Word for word, restate the records that appear below.
=== Records supplied ===
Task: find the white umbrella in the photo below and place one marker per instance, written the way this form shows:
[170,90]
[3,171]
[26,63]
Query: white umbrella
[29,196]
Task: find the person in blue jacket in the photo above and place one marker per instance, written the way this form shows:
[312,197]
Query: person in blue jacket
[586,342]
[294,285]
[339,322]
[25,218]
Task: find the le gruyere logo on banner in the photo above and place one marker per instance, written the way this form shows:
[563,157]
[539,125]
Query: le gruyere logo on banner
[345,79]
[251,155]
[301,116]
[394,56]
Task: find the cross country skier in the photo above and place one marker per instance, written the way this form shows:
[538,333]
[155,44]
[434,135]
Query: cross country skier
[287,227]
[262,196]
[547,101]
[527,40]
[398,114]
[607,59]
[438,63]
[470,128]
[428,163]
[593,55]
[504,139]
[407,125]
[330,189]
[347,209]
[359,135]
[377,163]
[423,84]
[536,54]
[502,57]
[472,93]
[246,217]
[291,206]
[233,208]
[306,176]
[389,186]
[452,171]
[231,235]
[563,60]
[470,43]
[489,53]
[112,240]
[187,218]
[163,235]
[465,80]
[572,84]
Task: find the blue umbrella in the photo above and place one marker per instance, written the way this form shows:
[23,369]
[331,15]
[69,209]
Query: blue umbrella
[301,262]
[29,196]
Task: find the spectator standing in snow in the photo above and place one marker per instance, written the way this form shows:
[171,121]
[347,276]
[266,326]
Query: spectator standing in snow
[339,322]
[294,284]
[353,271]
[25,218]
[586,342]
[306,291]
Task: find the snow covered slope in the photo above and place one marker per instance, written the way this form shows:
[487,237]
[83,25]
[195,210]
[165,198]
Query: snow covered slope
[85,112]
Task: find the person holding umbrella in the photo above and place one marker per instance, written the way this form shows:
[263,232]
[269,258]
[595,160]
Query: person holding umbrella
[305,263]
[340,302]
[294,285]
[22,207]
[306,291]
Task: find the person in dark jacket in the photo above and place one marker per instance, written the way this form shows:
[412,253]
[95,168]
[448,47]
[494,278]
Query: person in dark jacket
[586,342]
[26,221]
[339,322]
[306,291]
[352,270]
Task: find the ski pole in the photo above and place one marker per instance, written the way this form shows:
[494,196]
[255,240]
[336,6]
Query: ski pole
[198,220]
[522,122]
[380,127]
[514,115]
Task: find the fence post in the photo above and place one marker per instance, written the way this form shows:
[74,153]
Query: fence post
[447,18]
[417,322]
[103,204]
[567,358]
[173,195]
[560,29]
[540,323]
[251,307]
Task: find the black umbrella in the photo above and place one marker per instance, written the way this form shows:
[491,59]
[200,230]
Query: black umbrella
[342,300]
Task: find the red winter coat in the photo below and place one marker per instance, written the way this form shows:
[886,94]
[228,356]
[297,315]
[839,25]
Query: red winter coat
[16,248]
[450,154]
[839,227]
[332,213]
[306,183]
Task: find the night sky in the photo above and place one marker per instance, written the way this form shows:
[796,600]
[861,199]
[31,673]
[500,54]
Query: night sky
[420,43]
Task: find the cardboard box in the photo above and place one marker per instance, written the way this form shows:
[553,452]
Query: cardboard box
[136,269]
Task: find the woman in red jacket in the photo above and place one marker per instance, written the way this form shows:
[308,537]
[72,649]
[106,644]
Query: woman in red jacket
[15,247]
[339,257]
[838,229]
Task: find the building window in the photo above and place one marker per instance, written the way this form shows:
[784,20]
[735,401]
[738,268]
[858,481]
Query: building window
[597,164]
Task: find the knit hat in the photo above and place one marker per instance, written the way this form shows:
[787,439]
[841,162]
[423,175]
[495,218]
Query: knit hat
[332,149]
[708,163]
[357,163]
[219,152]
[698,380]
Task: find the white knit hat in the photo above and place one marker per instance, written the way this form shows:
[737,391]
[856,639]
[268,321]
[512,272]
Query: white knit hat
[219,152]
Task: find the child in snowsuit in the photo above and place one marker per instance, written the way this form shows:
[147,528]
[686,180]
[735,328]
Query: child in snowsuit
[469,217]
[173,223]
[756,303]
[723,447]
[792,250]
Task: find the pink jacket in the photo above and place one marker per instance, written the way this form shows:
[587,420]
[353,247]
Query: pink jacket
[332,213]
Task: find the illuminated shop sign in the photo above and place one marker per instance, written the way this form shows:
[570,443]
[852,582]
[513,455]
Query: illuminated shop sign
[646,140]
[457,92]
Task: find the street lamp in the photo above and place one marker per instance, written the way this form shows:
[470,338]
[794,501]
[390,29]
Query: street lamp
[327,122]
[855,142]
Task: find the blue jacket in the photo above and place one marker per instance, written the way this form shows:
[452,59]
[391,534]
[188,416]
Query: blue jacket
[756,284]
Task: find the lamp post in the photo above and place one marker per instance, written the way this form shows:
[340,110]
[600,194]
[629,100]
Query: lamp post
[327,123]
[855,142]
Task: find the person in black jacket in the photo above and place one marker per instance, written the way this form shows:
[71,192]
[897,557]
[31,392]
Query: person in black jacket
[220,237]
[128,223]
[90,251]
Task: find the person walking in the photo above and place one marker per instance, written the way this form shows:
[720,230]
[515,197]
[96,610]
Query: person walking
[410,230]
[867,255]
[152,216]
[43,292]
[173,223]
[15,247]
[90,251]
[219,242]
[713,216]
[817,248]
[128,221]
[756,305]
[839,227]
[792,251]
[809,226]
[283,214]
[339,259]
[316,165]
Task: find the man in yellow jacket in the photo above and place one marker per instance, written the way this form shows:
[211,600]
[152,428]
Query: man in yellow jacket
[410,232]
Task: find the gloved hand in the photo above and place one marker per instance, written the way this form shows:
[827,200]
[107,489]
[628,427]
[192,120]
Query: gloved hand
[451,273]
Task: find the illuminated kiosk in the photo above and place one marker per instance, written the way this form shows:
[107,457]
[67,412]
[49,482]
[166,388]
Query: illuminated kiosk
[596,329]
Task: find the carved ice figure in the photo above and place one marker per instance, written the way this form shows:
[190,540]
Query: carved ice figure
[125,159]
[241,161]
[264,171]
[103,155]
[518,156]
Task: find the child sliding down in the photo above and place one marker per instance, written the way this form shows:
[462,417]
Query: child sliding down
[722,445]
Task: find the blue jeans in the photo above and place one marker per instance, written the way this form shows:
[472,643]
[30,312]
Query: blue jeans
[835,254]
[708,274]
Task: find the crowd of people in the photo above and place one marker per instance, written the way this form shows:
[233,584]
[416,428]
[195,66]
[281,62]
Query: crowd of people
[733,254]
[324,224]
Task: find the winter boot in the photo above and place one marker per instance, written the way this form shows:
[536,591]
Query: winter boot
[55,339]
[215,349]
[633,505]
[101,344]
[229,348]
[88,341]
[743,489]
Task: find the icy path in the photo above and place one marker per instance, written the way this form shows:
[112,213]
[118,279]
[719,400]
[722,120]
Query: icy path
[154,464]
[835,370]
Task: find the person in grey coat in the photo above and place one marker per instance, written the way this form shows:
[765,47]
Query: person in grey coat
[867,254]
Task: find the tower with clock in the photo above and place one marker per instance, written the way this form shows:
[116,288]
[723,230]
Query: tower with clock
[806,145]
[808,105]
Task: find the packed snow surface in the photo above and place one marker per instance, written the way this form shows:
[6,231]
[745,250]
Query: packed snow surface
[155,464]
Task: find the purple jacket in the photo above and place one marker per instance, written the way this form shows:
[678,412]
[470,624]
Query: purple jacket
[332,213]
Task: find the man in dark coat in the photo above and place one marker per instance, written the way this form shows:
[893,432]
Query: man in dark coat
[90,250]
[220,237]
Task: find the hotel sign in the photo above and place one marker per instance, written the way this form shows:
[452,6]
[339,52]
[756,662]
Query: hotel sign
===
> **Exercise result**:
Task: find the white umbrella in the photo below and place one marker per instance, written the way this form shows:
[170,90]
[3,171]
[26,63]
Query: white umbrella
[29,196]
Task: find the person in blue jacket in the photo above and place one marker per instance, written the way this form shows:
[312,197]
Query: person in blue jacket
[586,342]
[294,285]
[339,322]
[25,218]
Task: find the le gruyere logo on banner in the photo above and place one marker per instance, written the way this form shows:
[563,157]
[539,125]
Query: le gruyere logo on banner
[345,79]
[251,155]
[301,116]
[394,56]
Task: find the cross country skier in the photo above and place one marker per instance, written the way this form shows:
[538,333]
[155,44]
[434,135]
Query: cross country skier
[287,227]
[262,196]
[547,101]
[527,40]
[398,114]
[607,59]
[438,63]
[470,128]
[428,163]
[593,55]
[504,139]
[407,125]
[330,189]
[347,209]
[359,135]
[377,163]
[423,84]
[536,54]
[502,57]
[472,93]
[246,217]
[291,206]
[233,208]
[306,176]
[389,186]
[452,171]
[231,235]
[563,60]
[470,43]
[489,53]
[112,240]
[187,218]
[163,235]
[465,80]
[572,84]
Task: find the blue umbrella in the photo above and place one marker per instance, written the way this form shows:
[23,369]
[331,15]
[69,209]
Query: blue umbrella
[301,262]
[29,196]
Task: find the spectator standing in snow in the photo above and place one marker per instance, written the way this form shows:
[171,121]
[347,276]
[266,326]
Query: spectator standing in snow
[339,322]
[294,284]
[353,271]
[25,218]
[586,342]
[306,291]
Task: find the snow covered slope in the photo above and place one marker per instance, written the way this form shows:
[487,237]
[83,25]
[195,210]
[165,198]
Query: snow covered slope
[85,112]
Task: find the person holding umbrella in the photo above and place one marker per instance, written the way this form shows:
[263,232]
[269,258]
[595,160]
Query: person holding umbrella
[305,263]
[340,302]
[294,285]
[22,207]
[306,291]
Task: find the person in dark jacket in the photo above and place one marker per instance, written the way this form shows:
[412,253]
[95,168]
[448,47]
[494,278]
Query: person in dark jacket
[586,342]
[26,221]
[339,322]
[306,291]
[352,270]
Task: find the ski pole in the photo above and place one marker per instance, written the way this form shows:
[494,196]
[255,240]
[336,6]
Query: ski pole
[198,220]
[522,122]
[380,127]
[514,115]
Task: find the fence post in the photo above and place one marker per instance, written the way this form shows:
[74,153]
Query: fence post
[447,18]
[417,322]
[103,204]
[567,358]
[173,195]
[560,29]
[540,323]
[251,307]
Task: find the black umbrella in the photo above and place one marker per instance, written the way this form shows:
[491,59]
[200,230]
Query: black umbrella
[342,300]
Task: find the red winter coat in the photo below and place one marker per instance, written the way this form shows:
[886,94]
[228,356]
[297,315]
[839,25]
Query: red winter coat
[16,248]
[450,154]
[839,227]
[332,213]
[306,183]
Task: find the night sky in the photo above and place one marker per instance, written the way this form shows:
[796,600]
[861,199]
[31,673]
[500,54]
Query: night sky
[420,43]
Task: find the cardboard box in the photo above and place one marker per instance, written the way this form shows:
[553,452]
Query: cardboard box
[136,269]
Task: find the woman in red jacket in the photo above and place one marker per instance, written the way this form shows:
[308,537]
[72,649]
[106,644]
Query: woman in red jacket
[15,247]
[339,257]
[838,229]
Task: find the building window in the photo above and place one marker per instance, written the way this form shows:
[784,20]
[735,401]
[738,268]
[858,481]
Query: building window
[597,164]
Task: find the knit hat in the photo above and place one marker per instance, written the way this form shows:
[787,439]
[841,162]
[423,175]
[495,218]
Query: knit hat
[332,149]
[708,163]
[357,163]
[219,152]
[698,380]
Task: find the white knit hat in the photo above and place one marker per instance, written the way this form shows:
[737,391]
[856,639]
[268,321]
[512,272]
Query: white knit hat
[219,152]
Task: find the child in snowsuit in the photo above and place one marker per instance, written the way this form shows:
[147,528]
[686,180]
[735,328]
Query: child in snowsuit
[469,217]
[173,223]
[756,303]
[723,447]
[792,250]
Task: find the pink jacket in the photo above and place one marker per instance, written the way this form shows:
[587,420]
[353,247]
Query: pink jacket
[332,213]
Task: find the illuminated shop sign in the photo above and place one marker per instance, written the way this form shows:
[570,443]
[852,582]
[513,455]
Query: illuminated shop sign
[646,140]
[457,92]
Task: find the street lamp in the photo above and place one marker per instance, written the way this form shows:
[470,338]
[794,501]
[390,29]
Query: street lamp
[327,122]
[855,142]
Task: find the blue jacket in the photo above and place one marker per instance, written the way this form shows:
[452,59]
[391,534]
[188,416]
Query: blue jacket
[756,284]
Task: find the lamp post in the photo above and place one marker per instance, written the way this form shows:
[340,110]
[600,194]
[629,100]
Query: lamp post
[327,123]
[855,142]
Task: find the person in black jacket in the photo above and place one marker per instance, written the way this form shows:
[71,192]
[897,557]
[31,392]
Query: person in black jacket
[220,237]
[128,223]
[90,251]
Task: find the person walking in the photo above and place one marker per instance, written the way this form shows:
[720,230]
[515,197]
[96,610]
Query: person walking
[410,230]
[867,255]
[152,216]
[43,292]
[173,223]
[15,247]
[90,251]
[219,242]
[713,216]
[817,248]
[128,221]
[756,305]
[839,227]
[792,251]
[809,226]
[283,214]
[339,259]
[316,165]
Task: find the man in yellow jacket in the photo above and place one marker per instance, written the way this form shows:
[211,600]
[152,428]
Query: man in yellow jacket
[410,232]
Task: find the gloved hand in the photo above and place one marker per instance, written the way this form shows:
[827,200]
[107,489]
[628,427]
[192,120]
Query: gloved hand
[451,273]
Task: find the illuminated kiosk in the photo above and place one marker per instance, written the way this form shows:
[107,457]
[67,412]
[49,482]
[166,388]
Query: illuminated kiosk
[596,329]
Task: find the carved ice figure in the photo above and place one marker per instance, written the way this form shows:
[190,540]
Query: carved ice figure
[125,159]
[241,161]
[264,171]
[103,155]
[518,156]
Task: find the child sliding down in the photo above and place one marker per instance, written the way this form shows:
[462,417]
Query: child sliding down
[722,445]
Task: find the blue jeans in the photo above and place one marker per instance, written the way this form shows:
[472,643]
[30,312]
Query: blue jeans
[835,254]
[708,274]
Task: find the crowd of people in the photo above and place one marker per instance, written the way this form shows:
[233,584]
[416,428]
[195,66]
[281,62]
Query: crowd of people
[733,254]
[324,224]
Task: find the winter boot in the photo above and place one marker per instance, written the way this form shows:
[536,591]
Query: winter boot
[55,339]
[215,349]
[633,505]
[101,344]
[229,348]
[88,341]
[743,489]
Task: find the icy path in the photo above and place one marker per instance, written the way this form shows:
[112,213]
[118,279]
[719,400]
[722,120]
Query: icy path
[154,464]
[835,370]
Task: find the person in grey coat in the photo above and place one marker per instance, written the way this form shows:
[765,47]
Query: person in grey coat
[867,254]
Task: find the tower with clock in the photo above and place one marker per instance, written the way this form shows:
[116,288]
[723,230]
Query: tower with clock
[806,145]
[808,105]
Task: find the packed snow surface in the photo above and place one marker per instance, written the way this form shows:
[6,231]
[745,250]
Query: packed snow surface
[155,464]
Task: find the purple jacket in the photo above and place one marker per instance, written the way this form shows:
[678,412]
[470,624]
Query: purple jacket
[332,213]
Task: find the man in dark coat in the photo above and place one marker per instance, written the way this form shows:
[893,432]
Query: man in dark coat
[90,250]
[220,237]
Task: find the hotel sign in the photo above and place one marker per instance, written the way this form shows:
[452,6]
[339,52]
[756,662]
Query: hotel sign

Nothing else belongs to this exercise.